PROBLEM DETAILS:
From the line with "Q: I'm looking for the dark brown" down to the final line of the material below, quote every line exactly and leave out all lines before it.

WORKING DATA:
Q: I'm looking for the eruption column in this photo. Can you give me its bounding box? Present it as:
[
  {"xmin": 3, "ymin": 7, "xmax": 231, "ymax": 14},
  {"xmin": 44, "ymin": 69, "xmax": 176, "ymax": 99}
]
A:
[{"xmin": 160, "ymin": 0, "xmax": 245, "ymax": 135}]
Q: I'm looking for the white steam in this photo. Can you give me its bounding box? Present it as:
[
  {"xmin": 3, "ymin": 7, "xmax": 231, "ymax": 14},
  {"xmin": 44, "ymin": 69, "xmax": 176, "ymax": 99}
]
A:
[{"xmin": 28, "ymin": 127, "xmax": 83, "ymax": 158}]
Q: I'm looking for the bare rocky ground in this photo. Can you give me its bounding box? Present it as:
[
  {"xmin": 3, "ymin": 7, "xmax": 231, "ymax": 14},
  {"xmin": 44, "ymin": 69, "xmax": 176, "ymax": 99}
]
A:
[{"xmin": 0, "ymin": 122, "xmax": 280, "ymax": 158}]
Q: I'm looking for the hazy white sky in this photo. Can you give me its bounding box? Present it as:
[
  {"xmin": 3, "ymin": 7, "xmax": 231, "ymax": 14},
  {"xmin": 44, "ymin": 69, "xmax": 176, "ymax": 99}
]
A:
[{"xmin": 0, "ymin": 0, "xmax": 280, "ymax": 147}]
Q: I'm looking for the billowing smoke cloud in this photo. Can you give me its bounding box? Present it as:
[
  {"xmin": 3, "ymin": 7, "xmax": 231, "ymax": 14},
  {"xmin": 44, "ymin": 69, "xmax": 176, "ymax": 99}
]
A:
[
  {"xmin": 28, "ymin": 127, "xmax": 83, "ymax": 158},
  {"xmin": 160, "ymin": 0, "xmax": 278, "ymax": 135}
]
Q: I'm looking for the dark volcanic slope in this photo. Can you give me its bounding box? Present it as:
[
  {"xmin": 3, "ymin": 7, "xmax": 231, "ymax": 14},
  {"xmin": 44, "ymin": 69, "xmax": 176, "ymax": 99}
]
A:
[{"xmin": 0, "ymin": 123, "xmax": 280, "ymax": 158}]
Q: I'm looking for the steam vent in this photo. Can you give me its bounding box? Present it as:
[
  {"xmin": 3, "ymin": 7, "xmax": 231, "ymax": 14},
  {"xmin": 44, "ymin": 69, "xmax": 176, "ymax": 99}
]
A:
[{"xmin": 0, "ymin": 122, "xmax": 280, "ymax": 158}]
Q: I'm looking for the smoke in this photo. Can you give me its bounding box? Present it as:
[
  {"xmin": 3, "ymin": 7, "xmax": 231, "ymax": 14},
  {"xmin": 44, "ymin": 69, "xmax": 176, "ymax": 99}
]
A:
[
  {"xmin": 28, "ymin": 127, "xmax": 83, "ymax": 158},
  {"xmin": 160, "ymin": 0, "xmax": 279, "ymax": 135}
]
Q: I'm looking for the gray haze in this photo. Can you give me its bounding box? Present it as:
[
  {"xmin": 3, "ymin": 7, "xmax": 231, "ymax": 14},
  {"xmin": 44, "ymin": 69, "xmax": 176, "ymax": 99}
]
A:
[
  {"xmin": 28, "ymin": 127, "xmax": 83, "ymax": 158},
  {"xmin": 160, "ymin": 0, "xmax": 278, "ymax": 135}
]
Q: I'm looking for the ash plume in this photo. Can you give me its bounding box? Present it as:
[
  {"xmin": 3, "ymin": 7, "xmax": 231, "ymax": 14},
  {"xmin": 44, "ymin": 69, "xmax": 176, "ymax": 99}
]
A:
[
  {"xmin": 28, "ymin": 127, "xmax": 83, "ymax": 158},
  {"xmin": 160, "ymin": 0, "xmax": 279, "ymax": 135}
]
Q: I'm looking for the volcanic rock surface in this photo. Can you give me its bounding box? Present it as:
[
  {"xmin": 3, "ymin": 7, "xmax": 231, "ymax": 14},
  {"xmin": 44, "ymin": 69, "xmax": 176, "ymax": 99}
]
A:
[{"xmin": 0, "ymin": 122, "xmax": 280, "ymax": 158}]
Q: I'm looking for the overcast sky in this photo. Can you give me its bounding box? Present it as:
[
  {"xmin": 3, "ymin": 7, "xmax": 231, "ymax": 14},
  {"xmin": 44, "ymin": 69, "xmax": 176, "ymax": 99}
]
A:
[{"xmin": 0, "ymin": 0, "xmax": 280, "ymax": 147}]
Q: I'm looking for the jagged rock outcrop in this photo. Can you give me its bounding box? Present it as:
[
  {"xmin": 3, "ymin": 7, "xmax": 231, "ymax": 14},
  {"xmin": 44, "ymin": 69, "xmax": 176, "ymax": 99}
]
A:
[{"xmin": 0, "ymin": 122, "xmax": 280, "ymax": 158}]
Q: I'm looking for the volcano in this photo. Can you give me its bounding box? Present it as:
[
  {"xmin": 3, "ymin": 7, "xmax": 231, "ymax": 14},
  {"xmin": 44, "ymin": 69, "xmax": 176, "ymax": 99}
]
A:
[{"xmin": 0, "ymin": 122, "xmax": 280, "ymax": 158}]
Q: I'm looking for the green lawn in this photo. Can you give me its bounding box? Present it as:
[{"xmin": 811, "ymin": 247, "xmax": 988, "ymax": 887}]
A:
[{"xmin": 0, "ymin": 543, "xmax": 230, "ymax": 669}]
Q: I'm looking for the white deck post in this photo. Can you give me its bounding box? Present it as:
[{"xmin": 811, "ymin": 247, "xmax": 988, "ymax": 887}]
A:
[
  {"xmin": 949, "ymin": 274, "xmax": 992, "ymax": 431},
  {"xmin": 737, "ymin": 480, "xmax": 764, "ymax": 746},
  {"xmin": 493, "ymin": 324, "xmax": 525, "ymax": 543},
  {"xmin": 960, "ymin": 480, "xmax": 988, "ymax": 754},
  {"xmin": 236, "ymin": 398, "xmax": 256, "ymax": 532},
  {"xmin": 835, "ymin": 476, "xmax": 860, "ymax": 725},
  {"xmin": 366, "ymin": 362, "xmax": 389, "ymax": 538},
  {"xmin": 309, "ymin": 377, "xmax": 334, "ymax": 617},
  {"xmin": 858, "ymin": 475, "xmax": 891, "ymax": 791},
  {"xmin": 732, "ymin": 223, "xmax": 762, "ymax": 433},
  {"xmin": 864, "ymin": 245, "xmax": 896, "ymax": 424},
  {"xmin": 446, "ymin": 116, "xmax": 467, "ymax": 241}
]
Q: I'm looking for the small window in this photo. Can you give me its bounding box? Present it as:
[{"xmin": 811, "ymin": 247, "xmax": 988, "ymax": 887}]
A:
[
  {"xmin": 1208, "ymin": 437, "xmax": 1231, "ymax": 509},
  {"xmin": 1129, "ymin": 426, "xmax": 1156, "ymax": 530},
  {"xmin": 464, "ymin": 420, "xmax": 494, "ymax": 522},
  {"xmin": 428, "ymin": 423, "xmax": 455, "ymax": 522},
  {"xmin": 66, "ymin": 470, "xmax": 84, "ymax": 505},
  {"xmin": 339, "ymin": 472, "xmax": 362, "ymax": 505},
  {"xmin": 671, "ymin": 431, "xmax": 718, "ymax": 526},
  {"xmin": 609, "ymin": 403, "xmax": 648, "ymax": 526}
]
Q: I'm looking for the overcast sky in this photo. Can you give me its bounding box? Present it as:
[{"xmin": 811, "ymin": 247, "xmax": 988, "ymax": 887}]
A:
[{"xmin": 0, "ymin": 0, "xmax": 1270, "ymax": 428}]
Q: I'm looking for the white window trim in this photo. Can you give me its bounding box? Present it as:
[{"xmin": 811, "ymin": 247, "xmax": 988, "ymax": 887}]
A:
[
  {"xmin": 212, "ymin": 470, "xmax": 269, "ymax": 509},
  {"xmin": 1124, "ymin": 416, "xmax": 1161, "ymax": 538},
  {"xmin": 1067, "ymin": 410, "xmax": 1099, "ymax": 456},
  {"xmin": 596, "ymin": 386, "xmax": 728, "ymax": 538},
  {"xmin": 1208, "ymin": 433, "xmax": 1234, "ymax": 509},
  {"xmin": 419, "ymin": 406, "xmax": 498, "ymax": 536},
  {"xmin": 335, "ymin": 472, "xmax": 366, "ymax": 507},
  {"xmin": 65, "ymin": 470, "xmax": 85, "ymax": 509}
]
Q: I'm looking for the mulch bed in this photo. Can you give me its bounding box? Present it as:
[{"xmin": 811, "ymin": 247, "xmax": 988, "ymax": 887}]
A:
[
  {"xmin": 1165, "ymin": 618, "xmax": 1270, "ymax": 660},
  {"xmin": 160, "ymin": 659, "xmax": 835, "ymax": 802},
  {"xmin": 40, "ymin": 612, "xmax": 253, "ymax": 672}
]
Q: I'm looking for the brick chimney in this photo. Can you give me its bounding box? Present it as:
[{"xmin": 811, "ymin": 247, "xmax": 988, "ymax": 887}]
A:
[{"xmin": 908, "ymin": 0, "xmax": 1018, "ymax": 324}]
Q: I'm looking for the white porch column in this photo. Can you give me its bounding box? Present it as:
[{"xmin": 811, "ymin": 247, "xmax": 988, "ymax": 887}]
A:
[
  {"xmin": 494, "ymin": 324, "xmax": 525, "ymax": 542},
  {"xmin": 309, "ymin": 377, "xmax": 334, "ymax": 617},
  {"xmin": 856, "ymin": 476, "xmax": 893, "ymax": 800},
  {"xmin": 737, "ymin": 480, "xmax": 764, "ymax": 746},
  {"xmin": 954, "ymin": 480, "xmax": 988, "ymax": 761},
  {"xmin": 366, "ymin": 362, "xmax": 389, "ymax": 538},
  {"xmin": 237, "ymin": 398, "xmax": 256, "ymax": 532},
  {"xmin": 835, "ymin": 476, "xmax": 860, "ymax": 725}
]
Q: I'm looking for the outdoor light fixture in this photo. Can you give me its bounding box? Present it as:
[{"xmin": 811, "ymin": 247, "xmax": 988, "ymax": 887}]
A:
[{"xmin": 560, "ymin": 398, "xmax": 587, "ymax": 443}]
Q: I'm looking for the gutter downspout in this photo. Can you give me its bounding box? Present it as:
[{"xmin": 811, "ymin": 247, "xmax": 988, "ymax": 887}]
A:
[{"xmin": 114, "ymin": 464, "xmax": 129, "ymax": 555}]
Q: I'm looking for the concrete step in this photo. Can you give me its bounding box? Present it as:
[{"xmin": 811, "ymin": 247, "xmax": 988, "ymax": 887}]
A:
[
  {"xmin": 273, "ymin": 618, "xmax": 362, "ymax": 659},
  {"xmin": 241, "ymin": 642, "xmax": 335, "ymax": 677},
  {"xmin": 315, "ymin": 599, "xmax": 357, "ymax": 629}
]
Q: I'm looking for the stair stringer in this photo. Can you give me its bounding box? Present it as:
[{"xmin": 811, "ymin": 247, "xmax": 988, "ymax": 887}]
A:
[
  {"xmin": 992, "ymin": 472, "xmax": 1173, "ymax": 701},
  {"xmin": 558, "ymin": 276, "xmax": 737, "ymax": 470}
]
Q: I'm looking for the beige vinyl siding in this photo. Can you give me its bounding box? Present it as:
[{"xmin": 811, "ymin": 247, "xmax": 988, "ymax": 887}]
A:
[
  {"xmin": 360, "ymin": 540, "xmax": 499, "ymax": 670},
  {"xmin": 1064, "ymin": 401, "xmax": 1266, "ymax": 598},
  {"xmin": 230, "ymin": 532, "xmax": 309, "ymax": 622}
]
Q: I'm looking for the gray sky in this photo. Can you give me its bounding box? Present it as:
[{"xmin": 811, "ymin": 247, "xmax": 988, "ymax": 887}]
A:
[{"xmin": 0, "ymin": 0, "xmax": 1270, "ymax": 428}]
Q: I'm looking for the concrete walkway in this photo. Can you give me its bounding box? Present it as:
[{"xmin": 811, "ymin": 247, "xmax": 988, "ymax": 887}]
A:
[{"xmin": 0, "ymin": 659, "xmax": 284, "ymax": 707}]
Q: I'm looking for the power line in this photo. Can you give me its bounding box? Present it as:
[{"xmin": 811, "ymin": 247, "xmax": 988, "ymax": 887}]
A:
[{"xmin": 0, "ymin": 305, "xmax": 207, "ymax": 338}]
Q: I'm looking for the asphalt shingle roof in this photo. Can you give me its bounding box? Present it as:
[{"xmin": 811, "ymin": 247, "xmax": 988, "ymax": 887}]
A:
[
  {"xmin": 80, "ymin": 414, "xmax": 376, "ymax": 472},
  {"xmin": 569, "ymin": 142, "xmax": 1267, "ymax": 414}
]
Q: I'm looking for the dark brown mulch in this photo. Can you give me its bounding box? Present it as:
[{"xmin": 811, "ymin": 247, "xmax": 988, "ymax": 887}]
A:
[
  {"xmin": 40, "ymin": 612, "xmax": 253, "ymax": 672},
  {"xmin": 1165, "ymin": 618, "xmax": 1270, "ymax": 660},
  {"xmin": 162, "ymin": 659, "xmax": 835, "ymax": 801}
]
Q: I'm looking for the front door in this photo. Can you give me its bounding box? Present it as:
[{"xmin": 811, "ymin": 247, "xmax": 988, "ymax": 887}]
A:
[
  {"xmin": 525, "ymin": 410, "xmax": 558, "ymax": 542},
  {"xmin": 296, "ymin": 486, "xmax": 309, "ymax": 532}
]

FULL ANSWER:
Q: I'm looking for the dark brown mulch in this photo. Can you give me its bounding box? Present it as:
[{"xmin": 811, "ymin": 247, "xmax": 988, "ymax": 887}]
A:
[
  {"xmin": 40, "ymin": 612, "xmax": 253, "ymax": 672},
  {"xmin": 1165, "ymin": 618, "xmax": 1270, "ymax": 660},
  {"xmin": 162, "ymin": 659, "xmax": 835, "ymax": 801}
]
Q: I'm looking for the front door in this photo. Can you give me its bounding box? Present it as:
[{"xmin": 811, "ymin": 247, "xmax": 988, "ymax": 887}]
A:
[
  {"xmin": 525, "ymin": 410, "xmax": 558, "ymax": 542},
  {"xmin": 296, "ymin": 486, "xmax": 309, "ymax": 532}
]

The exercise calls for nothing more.